> **Task statement**: Print the range of lines that opens with the line containing "pad and report the position of each." and closes with the last line of the listing. Include both ends; print nothing more.

> **Input for this task**:
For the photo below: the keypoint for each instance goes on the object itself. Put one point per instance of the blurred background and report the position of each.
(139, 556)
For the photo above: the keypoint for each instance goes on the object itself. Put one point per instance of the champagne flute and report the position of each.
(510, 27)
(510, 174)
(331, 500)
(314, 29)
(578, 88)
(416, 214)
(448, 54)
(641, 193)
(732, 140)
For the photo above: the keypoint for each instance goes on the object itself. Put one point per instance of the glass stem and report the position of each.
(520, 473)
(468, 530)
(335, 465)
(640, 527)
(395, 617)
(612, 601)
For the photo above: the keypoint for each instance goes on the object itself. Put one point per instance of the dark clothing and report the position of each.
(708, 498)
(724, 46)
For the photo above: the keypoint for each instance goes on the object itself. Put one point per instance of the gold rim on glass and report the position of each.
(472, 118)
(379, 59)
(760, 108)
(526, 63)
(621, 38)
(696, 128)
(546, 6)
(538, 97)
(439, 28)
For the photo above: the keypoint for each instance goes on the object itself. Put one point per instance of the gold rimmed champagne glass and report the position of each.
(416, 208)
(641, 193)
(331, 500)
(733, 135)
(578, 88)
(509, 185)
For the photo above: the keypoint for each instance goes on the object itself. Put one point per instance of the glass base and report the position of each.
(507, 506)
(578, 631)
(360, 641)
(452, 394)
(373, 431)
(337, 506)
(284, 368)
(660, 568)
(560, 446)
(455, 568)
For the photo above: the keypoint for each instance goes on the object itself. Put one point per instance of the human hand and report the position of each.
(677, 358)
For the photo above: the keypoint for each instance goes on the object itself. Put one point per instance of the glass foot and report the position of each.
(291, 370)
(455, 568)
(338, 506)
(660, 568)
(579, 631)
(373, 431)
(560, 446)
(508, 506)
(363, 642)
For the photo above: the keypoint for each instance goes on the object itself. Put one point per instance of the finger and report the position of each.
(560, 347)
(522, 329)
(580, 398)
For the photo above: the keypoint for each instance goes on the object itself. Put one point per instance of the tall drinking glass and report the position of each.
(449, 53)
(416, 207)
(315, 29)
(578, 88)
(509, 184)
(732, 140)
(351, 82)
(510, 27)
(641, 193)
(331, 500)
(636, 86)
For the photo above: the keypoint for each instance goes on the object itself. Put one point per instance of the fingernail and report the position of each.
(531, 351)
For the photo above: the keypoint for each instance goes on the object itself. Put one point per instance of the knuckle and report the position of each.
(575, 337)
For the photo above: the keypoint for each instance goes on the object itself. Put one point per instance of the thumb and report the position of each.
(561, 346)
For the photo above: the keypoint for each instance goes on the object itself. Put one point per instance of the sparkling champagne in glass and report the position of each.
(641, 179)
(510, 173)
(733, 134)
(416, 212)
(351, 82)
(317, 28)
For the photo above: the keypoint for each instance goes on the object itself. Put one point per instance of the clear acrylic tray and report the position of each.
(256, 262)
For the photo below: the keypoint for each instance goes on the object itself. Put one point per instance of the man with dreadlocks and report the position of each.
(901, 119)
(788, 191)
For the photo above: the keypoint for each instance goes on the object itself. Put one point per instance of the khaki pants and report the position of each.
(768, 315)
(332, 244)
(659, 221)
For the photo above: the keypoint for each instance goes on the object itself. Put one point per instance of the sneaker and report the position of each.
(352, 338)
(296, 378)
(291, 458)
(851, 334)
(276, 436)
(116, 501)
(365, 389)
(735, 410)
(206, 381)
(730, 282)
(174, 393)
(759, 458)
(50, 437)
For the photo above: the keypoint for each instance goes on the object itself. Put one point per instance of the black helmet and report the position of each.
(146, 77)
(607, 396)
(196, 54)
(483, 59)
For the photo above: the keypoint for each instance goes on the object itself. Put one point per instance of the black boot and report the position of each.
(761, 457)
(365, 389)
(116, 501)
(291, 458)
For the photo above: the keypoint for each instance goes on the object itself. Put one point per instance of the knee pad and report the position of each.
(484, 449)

> **Task output**:
For the photo above: the keypoint for each instance goes on the object itself. Put one point per instance of the knee pad and report the position of each.
(484, 449)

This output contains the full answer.